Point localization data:
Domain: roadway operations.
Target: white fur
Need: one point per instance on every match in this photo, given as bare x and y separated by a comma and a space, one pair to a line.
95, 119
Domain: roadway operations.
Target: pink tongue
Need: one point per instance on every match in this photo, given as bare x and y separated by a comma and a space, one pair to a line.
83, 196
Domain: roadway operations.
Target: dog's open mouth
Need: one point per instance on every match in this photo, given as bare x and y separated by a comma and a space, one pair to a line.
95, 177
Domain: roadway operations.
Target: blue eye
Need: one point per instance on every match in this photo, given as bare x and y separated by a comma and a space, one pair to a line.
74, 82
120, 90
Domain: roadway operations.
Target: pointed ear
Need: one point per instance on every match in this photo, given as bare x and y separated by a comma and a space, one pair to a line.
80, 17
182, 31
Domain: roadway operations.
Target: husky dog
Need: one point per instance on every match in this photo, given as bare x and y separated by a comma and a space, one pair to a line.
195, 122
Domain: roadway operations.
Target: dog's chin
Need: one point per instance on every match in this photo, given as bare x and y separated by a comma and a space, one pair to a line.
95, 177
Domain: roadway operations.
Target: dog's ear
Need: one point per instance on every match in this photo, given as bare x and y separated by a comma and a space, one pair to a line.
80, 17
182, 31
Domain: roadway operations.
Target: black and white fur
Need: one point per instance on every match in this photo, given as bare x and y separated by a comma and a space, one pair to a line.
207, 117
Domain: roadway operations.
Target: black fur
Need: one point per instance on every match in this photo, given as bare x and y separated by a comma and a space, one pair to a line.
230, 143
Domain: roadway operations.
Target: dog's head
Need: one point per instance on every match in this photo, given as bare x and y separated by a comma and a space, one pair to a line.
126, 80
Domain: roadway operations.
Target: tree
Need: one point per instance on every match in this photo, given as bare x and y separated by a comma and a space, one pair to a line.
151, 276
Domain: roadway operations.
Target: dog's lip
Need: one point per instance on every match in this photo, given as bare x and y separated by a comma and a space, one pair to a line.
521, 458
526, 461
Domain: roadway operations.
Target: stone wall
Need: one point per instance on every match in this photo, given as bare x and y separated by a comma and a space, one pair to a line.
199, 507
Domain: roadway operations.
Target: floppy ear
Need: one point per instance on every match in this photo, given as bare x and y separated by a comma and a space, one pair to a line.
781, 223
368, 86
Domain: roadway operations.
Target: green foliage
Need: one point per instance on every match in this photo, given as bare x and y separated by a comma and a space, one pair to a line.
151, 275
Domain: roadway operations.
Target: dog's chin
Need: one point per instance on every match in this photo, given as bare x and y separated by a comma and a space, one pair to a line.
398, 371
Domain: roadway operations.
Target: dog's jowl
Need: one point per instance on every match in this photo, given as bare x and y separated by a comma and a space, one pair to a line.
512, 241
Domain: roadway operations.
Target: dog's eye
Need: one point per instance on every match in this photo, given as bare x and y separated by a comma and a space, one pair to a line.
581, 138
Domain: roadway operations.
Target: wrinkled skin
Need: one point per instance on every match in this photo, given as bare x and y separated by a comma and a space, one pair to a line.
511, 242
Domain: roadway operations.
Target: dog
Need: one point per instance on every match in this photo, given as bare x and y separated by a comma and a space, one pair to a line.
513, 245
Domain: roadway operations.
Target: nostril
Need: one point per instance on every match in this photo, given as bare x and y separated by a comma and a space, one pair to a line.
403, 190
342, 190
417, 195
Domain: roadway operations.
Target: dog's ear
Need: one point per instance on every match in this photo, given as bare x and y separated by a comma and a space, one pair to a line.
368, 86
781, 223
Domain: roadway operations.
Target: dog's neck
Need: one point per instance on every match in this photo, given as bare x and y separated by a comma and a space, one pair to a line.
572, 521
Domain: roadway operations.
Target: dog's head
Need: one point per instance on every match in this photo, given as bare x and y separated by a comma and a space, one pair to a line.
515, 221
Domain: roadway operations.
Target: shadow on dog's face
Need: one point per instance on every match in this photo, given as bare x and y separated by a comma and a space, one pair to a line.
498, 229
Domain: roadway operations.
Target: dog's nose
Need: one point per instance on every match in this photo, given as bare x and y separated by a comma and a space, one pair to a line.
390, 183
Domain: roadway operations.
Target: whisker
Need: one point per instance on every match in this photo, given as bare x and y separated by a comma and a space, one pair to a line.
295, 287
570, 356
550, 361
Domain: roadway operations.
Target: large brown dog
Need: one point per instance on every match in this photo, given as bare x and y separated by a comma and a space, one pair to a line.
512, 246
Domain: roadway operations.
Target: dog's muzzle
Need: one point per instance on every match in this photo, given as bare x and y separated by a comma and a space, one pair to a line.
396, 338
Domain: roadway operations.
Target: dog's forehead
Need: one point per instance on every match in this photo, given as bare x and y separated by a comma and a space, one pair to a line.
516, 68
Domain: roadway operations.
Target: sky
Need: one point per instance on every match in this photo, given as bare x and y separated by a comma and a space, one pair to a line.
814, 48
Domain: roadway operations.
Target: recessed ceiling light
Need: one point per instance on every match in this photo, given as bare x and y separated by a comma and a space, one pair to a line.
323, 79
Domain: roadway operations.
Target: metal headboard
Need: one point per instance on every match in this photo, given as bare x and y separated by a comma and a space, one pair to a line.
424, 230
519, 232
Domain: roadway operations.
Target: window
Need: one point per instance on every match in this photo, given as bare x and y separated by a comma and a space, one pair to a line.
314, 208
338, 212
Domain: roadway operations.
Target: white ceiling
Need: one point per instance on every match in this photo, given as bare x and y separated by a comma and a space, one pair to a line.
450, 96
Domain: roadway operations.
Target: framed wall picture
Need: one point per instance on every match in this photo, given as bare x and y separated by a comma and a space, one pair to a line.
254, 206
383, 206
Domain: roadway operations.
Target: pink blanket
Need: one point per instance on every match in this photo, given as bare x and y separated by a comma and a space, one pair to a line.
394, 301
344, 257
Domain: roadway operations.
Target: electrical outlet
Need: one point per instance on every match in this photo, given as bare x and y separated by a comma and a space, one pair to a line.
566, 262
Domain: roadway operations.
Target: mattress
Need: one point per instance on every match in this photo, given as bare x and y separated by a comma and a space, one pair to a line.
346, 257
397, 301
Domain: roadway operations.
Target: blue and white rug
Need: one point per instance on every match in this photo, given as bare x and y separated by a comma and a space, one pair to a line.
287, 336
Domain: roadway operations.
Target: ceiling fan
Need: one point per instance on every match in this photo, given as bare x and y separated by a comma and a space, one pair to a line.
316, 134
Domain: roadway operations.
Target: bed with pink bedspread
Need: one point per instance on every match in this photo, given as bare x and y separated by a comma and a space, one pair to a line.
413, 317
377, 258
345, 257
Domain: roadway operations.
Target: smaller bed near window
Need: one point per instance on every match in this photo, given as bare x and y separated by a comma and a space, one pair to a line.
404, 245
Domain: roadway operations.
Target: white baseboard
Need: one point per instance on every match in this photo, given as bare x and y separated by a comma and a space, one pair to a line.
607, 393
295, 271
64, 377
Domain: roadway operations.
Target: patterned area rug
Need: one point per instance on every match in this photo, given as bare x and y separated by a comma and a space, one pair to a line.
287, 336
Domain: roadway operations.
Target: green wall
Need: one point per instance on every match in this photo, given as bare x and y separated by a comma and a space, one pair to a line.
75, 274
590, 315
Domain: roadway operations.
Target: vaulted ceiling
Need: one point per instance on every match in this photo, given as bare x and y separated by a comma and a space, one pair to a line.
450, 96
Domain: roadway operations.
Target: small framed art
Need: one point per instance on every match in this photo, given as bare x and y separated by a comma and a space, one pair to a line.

Exercise instructions :: The lines you return should be those above that contain the word "wall", every one of them.

Response to this exercise ::
Target: stone wall
Target: framed wall picture
Target: green wall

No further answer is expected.